### Data in this exercise

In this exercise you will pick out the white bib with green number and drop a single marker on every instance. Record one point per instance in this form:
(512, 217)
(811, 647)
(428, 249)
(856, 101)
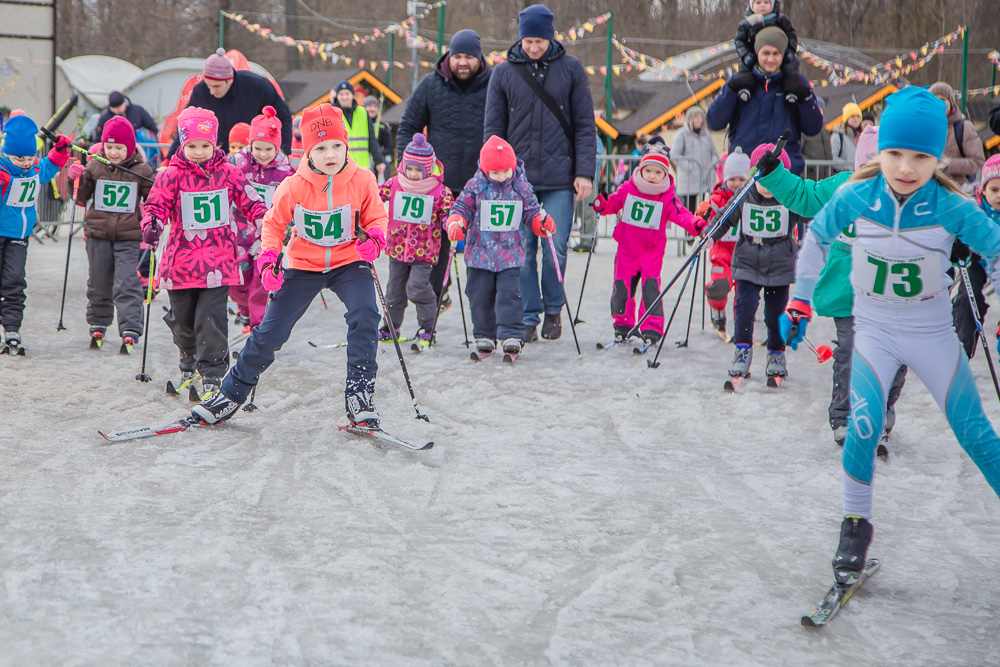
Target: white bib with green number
(412, 209)
(115, 196)
(764, 222)
(205, 210)
(897, 281)
(266, 192)
(643, 213)
(497, 215)
(22, 192)
(325, 228)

######

• Stated exercise
Give the lines above as a numbered list, leaving out any blank lines. Omit the pictures from your answer.

• Response to this task
1. In this exercise you will pick out the white bib with green number and drop a single marker on every instance. Record one point per instance in this form:
2. (512, 217)
3. (811, 647)
4. (428, 249)
5. (856, 101)
6. Target: white bib with green number
7. (412, 209)
8. (115, 196)
9. (764, 222)
10. (205, 210)
11. (897, 281)
12. (266, 192)
13. (643, 213)
14. (497, 215)
15. (22, 192)
16. (325, 228)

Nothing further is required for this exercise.